§ **Exercise goal**
Collect every line in the material below that contains the word "earring".

Dataset excerpt
* start *

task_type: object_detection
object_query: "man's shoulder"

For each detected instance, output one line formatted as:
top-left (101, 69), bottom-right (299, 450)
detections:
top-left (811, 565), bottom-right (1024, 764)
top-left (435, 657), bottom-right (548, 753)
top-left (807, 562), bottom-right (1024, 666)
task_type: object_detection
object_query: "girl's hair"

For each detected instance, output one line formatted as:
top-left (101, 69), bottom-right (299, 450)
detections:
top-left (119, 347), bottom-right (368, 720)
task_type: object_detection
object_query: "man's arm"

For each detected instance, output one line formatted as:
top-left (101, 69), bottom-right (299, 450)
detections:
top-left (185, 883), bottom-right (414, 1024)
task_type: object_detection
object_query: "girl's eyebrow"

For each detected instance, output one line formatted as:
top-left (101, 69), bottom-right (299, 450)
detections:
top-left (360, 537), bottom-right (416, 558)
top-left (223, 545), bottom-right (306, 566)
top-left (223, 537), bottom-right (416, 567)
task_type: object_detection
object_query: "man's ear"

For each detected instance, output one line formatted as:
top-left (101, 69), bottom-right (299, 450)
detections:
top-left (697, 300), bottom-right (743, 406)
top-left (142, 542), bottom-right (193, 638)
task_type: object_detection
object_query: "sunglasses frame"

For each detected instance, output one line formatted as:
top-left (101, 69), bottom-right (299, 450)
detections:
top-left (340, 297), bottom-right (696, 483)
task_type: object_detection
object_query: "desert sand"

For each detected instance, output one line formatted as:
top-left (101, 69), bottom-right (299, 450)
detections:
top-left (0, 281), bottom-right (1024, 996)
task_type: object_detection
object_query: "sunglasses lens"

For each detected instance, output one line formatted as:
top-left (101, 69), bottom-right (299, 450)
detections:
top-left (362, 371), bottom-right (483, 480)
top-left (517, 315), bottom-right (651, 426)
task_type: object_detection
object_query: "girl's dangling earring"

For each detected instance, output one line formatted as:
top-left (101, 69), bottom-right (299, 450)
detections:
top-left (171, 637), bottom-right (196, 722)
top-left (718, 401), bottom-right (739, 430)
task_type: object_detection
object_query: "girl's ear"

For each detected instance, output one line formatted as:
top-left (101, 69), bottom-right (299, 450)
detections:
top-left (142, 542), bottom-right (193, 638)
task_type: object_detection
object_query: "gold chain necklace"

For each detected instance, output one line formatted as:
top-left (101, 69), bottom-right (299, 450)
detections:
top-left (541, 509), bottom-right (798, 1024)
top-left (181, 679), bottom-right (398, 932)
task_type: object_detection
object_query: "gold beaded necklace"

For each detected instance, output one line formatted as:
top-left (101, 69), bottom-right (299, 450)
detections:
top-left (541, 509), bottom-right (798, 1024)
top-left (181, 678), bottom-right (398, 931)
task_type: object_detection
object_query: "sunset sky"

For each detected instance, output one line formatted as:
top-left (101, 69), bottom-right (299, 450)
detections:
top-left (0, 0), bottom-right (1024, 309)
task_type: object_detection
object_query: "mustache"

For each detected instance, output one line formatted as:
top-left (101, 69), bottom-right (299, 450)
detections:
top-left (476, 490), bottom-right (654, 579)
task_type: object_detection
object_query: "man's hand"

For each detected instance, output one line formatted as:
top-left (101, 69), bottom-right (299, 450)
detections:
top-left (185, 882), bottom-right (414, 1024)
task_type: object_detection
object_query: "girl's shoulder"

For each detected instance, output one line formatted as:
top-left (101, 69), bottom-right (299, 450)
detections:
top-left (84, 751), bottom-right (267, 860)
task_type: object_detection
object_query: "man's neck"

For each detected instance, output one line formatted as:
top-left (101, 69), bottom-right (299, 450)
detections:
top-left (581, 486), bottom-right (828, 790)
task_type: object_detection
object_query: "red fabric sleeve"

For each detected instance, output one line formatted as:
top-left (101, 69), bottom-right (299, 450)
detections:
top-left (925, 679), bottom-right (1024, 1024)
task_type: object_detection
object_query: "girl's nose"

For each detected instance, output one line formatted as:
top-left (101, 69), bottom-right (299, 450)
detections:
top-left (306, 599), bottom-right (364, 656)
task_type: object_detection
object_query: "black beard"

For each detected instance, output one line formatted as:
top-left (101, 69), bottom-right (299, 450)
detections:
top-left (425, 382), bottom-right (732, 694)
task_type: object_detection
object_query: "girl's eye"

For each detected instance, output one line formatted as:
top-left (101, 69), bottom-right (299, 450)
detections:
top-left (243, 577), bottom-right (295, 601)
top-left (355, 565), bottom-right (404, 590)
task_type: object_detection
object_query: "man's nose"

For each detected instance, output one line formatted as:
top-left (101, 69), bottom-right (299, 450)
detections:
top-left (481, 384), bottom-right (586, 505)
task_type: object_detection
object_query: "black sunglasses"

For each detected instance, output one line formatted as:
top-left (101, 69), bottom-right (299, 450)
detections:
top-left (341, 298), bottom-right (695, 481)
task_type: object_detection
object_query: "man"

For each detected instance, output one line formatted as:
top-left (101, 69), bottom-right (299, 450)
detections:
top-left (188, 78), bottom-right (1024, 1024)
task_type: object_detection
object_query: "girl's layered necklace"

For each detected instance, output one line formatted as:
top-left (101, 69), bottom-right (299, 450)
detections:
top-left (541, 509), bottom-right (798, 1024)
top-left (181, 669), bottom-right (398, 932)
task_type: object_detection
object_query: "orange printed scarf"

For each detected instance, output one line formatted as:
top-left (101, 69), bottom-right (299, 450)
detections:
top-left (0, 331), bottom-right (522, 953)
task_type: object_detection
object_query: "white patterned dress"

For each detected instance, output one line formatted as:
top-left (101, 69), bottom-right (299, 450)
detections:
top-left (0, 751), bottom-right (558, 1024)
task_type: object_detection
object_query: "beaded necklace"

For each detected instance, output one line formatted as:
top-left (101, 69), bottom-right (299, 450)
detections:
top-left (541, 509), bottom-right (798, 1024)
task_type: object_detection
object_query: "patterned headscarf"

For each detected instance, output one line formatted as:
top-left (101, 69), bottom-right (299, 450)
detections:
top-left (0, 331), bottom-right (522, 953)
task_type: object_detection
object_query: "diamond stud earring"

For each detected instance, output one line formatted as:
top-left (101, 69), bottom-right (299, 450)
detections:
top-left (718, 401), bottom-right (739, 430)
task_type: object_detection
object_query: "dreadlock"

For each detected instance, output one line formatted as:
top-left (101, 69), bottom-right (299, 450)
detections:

* end *
* start *

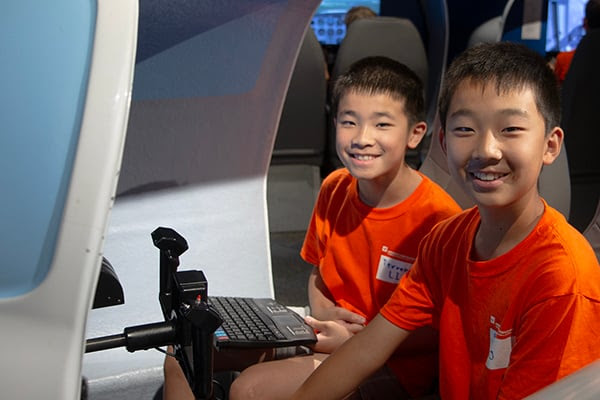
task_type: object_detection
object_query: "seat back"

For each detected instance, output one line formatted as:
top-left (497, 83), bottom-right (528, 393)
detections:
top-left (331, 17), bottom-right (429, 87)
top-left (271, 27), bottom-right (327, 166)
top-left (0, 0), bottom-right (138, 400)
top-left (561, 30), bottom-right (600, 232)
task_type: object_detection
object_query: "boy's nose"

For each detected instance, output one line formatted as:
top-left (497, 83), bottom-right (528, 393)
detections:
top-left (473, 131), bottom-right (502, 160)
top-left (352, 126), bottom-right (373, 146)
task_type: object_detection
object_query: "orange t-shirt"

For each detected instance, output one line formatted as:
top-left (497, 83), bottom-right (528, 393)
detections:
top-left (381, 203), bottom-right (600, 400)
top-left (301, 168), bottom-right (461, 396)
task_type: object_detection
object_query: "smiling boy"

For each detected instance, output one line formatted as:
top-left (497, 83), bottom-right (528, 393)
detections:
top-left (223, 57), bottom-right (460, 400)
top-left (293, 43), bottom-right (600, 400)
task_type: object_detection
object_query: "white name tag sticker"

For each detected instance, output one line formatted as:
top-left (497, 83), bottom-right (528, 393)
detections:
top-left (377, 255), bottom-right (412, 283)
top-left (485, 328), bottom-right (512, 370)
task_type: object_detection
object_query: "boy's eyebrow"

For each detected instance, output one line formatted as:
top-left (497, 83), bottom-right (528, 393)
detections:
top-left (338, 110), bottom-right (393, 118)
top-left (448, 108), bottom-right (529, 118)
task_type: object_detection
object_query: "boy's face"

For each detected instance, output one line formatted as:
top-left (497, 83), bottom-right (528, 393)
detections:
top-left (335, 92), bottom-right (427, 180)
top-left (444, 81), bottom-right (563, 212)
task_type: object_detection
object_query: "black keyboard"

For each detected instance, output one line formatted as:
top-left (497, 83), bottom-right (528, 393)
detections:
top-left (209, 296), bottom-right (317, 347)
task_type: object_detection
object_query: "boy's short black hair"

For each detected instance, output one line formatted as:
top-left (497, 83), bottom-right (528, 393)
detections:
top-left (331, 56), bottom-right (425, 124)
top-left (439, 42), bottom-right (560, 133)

* end *

§ **Written answer**
object_query: "girl's dangling earring"
object_query: "diamond stud earring"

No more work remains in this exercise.